Zitierter Text —
☆ ☆ ☆ ☆
Der Publizist Michel Friedman fordert eine gesellschaftliche Debatte über ein AfD-Verbotsverfahren, statt sich nur auf juristische Aspekte zu verlassen. /

Im Interview spricht Michel Friedman über Sorgen um die Demokratie, Krieg in Gaza, Verantwortung für Israel und Antisemitismus.

Herr Friedman, Sie bezeichnen sich in Ihrem neuen Buch als „verzweifelten Demokraten“. Was lässt Sie verzweifeln?

Ich finde das Wort Verzweiflung ganz wunderbar, denn darin steckt „Zweifel“. Das menschliche Leben ist voller Überraschungen und Kontrollverlust. Ich habe gelernt, dass das Zweifeln die einzige Möglichkeit ist, mit dem Leben umzugehen. Meine Eltern haben den Holocaust überlebt, 50 Menschen aus meiner Familie sind umgebracht worden. Ich bin auf einem Friedhof geboren, auf dem der Zweifel sich im Wort „Warum?“ wiederfand. Ich glaube, dass man aus diesem Zweifel etwas schöpfen kann. Der Zweifel ist die unverzichtbare Voraussetzung der Wissenschaft, der Aufklärung, der Menschenrechte und der Demokratie. Wenn ich mich als verzweifelten Demokraten bezeichne, hat das also auch etwas Optimistisches.
☆ ☆ ☆ ☆
Auszüge aus Daten zur Punktannotation —
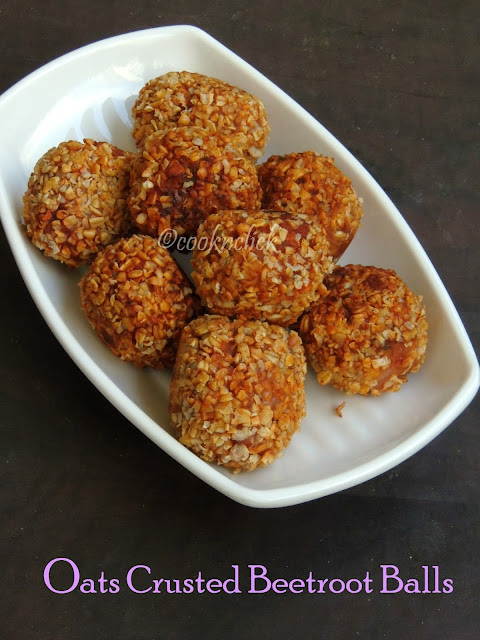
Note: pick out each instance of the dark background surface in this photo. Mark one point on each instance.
(398, 84)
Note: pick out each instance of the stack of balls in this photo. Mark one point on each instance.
(267, 240)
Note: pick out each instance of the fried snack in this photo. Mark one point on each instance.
(179, 99)
(267, 265)
(367, 333)
(312, 184)
(75, 204)
(185, 174)
(237, 393)
(138, 300)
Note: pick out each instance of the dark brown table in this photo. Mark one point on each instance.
(399, 84)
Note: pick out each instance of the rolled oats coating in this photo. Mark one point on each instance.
(183, 99)
(312, 184)
(367, 333)
(75, 204)
(266, 265)
(137, 299)
(185, 174)
(237, 393)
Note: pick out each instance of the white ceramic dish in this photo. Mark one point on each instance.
(89, 93)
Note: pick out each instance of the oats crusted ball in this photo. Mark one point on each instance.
(137, 299)
(312, 184)
(237, 393)
(183, 175)
(367, 333)
(75, 204)
(191, 99)
(268, 265)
☆ ☆ ☆ ☆
Deine Aufgabe — Erkläre anhand des Interviews mit Michel Friedman in ein bis drei Sätzen, warum die Bezeichnung „verzweifelter Demokrat“ für ihn auch etwas Optimistisches hat.

Vollständige Antwort — Im Wort Verzweiflung steckt für Friedman der „Zweifel“, und aus diesem Zweifel kann man seiner Ansicht nach etwas schöpfen. Der Zweifel ist für ihn die unverzichtbare Voraussetzung der Wissenschaft, der Aufklärung, der Menschenrechte und der Demokratie.